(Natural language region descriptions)
»»

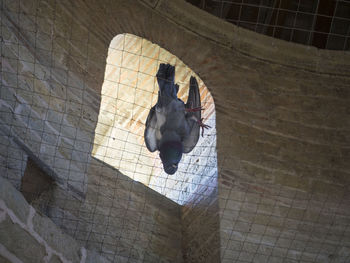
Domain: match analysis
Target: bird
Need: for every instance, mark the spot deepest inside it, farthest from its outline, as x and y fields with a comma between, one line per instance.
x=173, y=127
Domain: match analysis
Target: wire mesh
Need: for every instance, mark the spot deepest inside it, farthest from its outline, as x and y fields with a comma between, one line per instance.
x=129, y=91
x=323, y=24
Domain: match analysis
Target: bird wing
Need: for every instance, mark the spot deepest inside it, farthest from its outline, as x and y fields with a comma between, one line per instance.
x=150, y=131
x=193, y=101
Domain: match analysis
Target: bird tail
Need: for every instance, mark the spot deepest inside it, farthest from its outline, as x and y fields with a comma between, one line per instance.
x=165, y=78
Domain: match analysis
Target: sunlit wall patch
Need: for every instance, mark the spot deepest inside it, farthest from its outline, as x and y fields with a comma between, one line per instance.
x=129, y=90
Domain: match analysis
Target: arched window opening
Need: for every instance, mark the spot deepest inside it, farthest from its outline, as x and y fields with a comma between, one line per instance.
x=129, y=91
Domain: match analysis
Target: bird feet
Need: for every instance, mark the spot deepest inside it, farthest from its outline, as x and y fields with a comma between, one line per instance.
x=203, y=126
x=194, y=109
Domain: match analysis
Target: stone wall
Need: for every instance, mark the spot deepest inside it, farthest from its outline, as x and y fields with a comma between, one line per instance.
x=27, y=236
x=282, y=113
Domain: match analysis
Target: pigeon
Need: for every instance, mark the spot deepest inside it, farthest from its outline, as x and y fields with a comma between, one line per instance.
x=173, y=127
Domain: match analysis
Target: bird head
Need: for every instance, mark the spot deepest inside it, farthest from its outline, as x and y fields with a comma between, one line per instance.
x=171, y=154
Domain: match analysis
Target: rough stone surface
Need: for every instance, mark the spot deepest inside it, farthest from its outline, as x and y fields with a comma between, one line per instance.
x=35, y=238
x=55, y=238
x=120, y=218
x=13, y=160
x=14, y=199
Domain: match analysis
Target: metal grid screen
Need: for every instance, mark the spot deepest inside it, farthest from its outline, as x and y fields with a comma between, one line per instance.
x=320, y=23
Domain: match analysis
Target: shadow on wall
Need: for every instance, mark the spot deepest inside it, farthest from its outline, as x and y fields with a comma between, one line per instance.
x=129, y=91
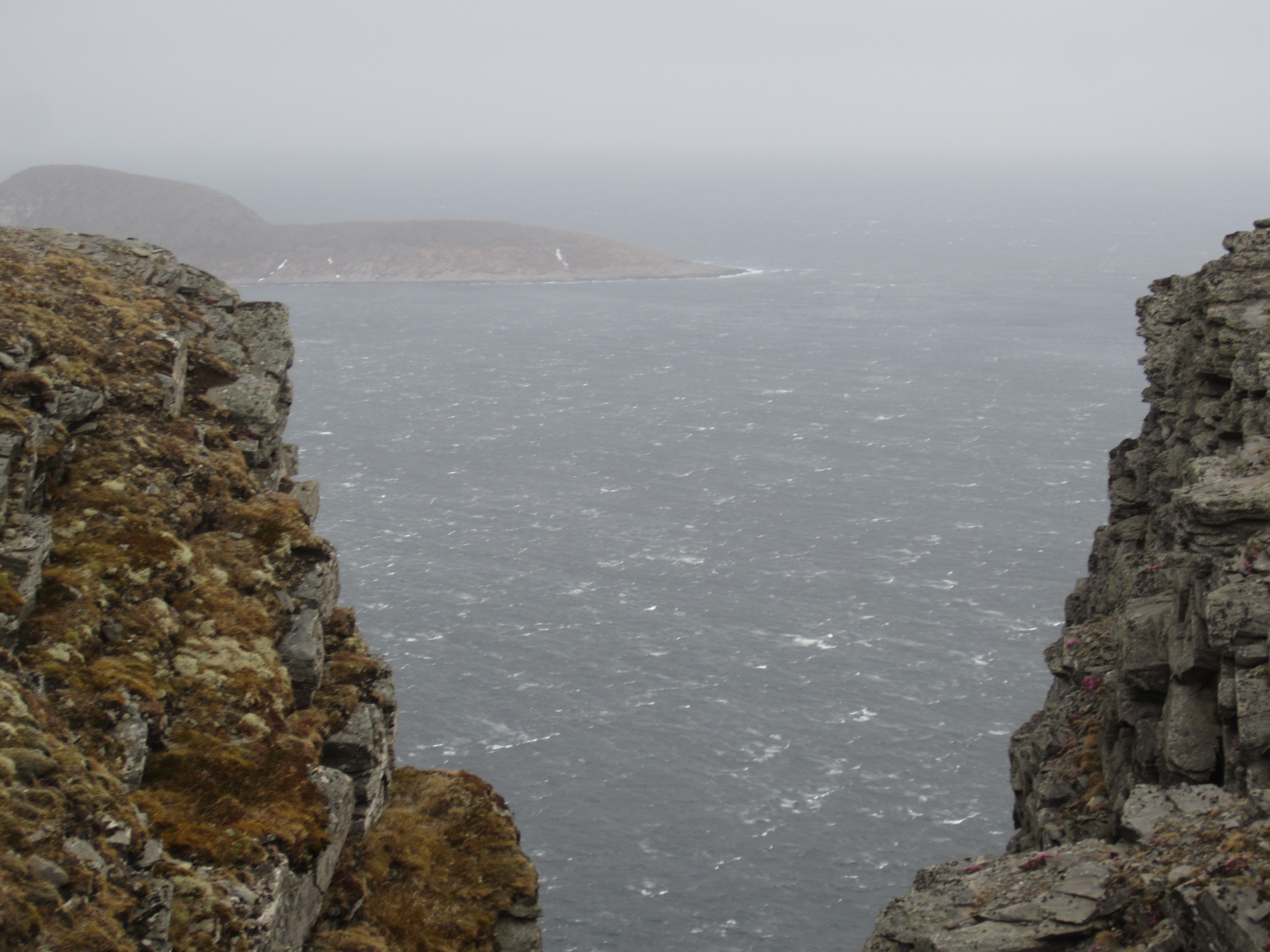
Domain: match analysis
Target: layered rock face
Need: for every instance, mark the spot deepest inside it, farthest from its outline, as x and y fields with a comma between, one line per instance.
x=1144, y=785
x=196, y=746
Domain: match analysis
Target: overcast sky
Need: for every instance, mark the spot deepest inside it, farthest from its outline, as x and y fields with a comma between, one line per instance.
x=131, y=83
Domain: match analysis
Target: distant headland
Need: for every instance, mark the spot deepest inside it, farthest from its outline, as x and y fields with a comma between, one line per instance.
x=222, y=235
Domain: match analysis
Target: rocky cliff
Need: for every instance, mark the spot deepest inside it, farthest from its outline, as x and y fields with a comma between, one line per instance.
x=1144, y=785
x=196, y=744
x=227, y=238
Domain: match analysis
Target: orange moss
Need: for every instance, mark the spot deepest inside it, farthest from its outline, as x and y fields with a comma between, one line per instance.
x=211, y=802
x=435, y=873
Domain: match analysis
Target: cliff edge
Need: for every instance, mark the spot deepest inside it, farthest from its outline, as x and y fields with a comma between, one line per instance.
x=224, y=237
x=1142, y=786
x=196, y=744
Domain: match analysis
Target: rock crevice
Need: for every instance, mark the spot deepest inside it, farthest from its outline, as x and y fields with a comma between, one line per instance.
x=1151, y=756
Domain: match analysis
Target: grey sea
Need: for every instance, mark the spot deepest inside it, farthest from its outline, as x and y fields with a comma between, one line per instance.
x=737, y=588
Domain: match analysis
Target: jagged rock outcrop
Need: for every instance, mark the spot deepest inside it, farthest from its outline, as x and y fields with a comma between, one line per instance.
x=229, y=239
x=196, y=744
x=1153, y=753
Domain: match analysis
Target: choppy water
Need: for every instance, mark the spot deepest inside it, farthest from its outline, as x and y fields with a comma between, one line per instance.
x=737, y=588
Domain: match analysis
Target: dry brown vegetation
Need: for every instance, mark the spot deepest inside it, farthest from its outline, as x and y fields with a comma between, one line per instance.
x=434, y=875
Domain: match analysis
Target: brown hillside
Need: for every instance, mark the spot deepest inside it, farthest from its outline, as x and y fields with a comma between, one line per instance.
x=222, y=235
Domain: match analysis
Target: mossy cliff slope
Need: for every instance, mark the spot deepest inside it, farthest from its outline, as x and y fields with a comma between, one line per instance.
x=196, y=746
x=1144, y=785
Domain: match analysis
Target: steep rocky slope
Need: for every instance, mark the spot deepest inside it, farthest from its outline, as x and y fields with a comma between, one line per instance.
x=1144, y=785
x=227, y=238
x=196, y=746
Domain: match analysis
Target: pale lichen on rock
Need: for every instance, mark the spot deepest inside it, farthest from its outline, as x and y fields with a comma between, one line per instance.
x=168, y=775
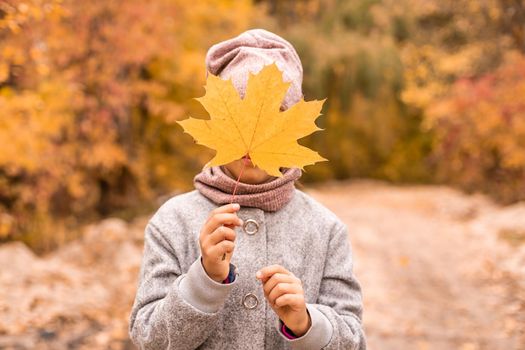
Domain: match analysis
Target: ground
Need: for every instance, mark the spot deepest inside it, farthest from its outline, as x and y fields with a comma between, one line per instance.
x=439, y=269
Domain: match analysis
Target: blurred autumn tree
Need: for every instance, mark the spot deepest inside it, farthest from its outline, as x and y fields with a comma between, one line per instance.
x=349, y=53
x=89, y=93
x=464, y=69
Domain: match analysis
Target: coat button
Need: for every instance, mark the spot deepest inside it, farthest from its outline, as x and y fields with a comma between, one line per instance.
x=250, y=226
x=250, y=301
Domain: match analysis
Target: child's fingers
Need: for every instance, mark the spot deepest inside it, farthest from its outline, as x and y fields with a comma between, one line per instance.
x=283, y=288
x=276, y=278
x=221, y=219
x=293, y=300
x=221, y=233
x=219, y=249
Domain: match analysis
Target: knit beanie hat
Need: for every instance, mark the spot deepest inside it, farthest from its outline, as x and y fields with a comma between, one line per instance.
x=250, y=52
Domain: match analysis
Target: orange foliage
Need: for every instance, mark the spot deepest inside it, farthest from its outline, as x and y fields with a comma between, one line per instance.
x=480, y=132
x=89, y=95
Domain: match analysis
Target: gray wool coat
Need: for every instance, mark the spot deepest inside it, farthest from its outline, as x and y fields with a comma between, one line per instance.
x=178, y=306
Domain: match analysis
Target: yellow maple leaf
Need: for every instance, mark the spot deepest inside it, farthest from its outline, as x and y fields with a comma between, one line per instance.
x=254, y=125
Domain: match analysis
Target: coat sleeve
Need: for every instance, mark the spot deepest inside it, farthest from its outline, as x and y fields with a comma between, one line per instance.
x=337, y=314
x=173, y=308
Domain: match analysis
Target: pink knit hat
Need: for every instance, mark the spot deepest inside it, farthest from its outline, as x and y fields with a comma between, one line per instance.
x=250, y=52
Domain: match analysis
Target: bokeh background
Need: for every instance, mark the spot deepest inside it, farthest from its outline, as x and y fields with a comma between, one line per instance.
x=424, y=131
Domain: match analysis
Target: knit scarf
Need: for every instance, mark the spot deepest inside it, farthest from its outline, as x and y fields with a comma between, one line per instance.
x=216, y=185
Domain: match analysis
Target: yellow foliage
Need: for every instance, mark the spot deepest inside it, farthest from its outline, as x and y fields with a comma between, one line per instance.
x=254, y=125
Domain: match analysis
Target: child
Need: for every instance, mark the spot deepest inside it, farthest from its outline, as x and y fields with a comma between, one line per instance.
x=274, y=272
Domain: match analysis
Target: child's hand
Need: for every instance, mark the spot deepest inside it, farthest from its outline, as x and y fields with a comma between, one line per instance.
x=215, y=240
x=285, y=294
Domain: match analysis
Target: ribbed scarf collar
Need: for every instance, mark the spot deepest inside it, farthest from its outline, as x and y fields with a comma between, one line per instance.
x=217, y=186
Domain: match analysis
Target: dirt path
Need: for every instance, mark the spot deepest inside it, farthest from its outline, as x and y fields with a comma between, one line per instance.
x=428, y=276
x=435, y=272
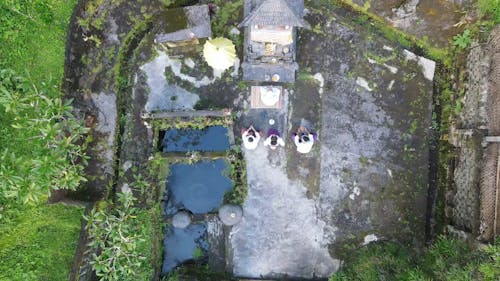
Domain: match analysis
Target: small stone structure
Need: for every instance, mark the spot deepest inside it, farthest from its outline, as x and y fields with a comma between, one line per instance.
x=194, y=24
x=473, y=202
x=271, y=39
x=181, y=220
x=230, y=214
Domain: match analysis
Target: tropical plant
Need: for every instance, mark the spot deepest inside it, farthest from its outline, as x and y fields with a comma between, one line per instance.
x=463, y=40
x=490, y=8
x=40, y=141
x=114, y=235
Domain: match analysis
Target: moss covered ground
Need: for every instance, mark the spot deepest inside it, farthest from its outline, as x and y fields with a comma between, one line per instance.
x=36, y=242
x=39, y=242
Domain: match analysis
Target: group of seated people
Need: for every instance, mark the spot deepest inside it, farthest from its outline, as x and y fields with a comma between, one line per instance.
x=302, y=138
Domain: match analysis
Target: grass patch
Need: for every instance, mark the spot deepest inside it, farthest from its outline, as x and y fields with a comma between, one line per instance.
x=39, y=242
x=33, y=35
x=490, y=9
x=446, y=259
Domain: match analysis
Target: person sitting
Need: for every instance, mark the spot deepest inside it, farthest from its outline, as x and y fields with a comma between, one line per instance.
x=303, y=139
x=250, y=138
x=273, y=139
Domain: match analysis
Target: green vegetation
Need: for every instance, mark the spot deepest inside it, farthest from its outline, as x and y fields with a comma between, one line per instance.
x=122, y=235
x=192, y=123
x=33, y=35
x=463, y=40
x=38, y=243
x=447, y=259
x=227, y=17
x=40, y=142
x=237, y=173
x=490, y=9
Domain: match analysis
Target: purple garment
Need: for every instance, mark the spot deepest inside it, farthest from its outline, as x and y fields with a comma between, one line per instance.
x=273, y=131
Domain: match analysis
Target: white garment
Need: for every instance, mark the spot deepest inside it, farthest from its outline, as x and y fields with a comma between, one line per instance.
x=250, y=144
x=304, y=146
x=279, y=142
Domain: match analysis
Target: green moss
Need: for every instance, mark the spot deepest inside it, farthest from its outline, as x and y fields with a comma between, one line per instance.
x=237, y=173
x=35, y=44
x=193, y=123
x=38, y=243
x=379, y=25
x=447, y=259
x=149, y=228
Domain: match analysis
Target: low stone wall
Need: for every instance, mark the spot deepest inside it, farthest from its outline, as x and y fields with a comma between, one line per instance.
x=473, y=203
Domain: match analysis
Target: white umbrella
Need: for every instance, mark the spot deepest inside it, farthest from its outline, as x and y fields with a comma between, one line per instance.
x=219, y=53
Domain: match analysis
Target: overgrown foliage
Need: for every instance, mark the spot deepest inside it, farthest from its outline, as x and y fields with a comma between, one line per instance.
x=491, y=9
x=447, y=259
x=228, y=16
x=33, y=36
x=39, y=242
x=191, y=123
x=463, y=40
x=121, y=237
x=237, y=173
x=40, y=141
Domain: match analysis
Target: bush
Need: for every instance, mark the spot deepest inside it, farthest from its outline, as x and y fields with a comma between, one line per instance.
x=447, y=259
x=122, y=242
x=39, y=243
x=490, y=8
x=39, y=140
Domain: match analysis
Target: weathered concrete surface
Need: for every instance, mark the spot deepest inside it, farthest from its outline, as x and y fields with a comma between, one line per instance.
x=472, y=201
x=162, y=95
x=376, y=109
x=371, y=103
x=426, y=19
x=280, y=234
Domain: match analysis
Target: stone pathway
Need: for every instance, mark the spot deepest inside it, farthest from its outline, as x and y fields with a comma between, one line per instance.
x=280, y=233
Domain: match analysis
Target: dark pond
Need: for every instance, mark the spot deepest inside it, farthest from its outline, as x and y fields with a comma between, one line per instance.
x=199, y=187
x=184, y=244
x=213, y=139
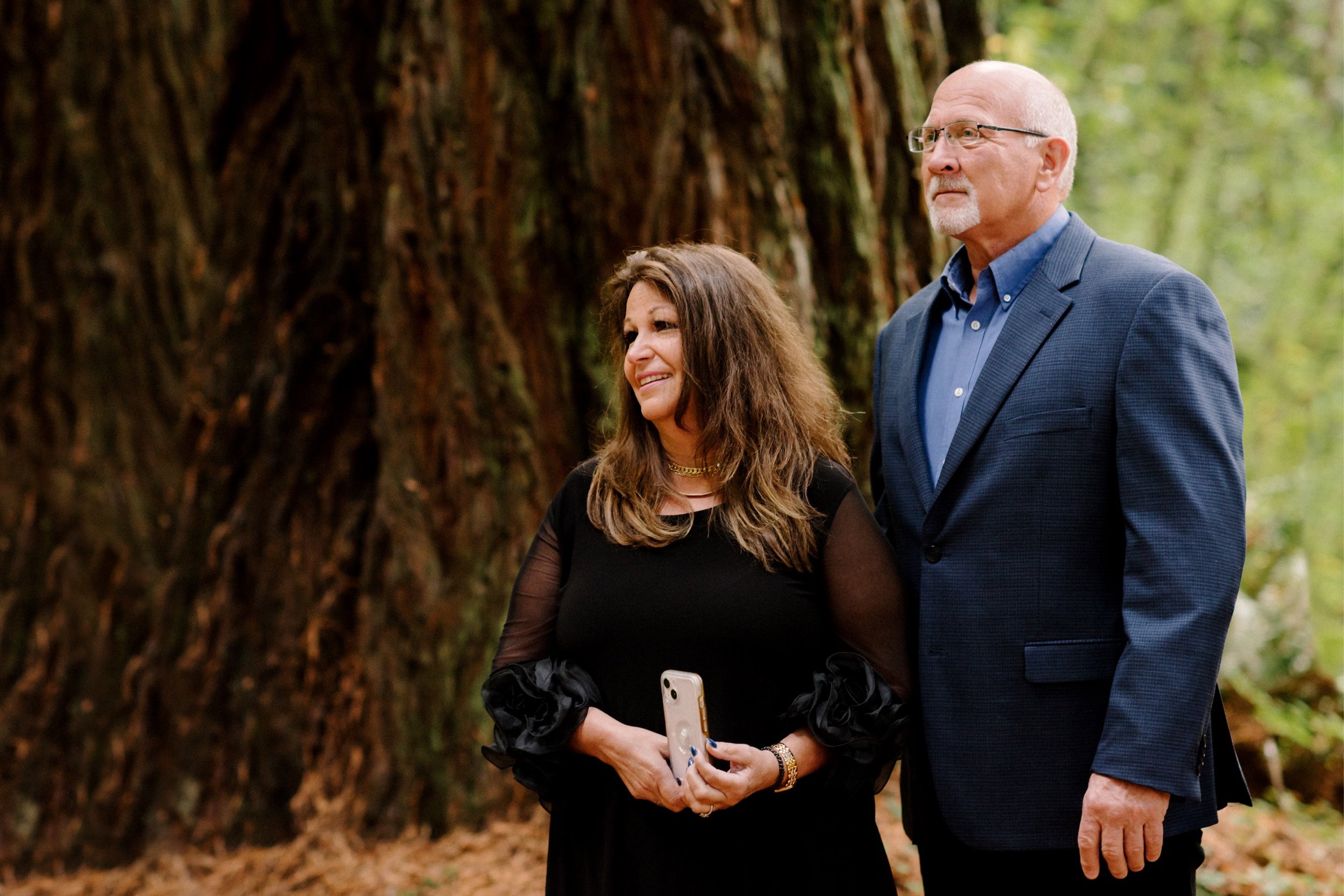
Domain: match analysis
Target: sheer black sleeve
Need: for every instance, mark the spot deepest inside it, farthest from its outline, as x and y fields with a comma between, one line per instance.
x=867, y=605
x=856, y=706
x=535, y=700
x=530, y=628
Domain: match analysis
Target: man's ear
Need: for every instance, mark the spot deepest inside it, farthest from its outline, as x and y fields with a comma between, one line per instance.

««

- _What you will do_
Each line above that has the word "brown" should be copied.

- _Result of the task_
Target: dry brown vegetation
Target: brown hillside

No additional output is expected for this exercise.